▶ **Dataset entries**
════════════════

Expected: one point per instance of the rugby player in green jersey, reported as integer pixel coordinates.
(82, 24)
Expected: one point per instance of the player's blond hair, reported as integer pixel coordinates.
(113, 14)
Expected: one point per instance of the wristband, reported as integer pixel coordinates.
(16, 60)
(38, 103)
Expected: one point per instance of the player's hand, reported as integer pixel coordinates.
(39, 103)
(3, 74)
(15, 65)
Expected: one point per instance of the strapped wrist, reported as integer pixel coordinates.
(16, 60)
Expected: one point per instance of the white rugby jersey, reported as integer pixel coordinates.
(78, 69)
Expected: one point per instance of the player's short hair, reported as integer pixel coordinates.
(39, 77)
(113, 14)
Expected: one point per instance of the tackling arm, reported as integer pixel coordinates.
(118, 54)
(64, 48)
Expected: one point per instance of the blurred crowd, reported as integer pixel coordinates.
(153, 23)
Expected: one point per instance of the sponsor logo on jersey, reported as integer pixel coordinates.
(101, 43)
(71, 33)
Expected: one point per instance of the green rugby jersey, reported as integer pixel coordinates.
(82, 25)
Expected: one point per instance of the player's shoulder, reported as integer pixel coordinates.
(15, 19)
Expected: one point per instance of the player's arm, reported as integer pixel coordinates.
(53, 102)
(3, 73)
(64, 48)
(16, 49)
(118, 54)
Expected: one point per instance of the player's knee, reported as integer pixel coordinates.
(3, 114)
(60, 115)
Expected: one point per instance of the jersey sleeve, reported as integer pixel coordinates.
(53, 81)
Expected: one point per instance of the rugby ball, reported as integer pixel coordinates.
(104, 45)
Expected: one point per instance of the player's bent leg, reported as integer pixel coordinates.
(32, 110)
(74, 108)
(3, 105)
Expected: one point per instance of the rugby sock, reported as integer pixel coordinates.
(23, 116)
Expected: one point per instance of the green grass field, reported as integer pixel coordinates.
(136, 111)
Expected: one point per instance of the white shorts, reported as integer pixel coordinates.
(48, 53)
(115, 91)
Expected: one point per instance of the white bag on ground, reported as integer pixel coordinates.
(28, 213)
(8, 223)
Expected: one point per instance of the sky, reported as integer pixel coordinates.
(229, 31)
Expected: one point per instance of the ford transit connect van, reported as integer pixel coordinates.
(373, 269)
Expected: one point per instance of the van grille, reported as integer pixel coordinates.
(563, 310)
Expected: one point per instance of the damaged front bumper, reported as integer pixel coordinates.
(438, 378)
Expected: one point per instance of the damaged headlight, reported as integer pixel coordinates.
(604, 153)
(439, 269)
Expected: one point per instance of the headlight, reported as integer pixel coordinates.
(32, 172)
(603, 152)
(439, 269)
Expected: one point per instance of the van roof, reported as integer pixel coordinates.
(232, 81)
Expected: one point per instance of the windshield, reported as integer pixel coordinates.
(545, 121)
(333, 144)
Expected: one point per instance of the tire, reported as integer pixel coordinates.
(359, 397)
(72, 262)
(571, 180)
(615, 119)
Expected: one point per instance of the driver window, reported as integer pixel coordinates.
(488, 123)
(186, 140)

════════════════

▶ **Given task**
Render everything from the line containing "Expected: one point per instance of the driver" down to the end of the items above as a Markdown table with columns Row and Line, numbering each row and omitting any blank lines.

▶ **Answer to the exercise**
| Row | Line |
|---|---|
| 1 | Expected: one point per instance of the driver window, reported as integer pixel coordinates. |
| 2 | (488, 123) |
| 3 | (186, 140) |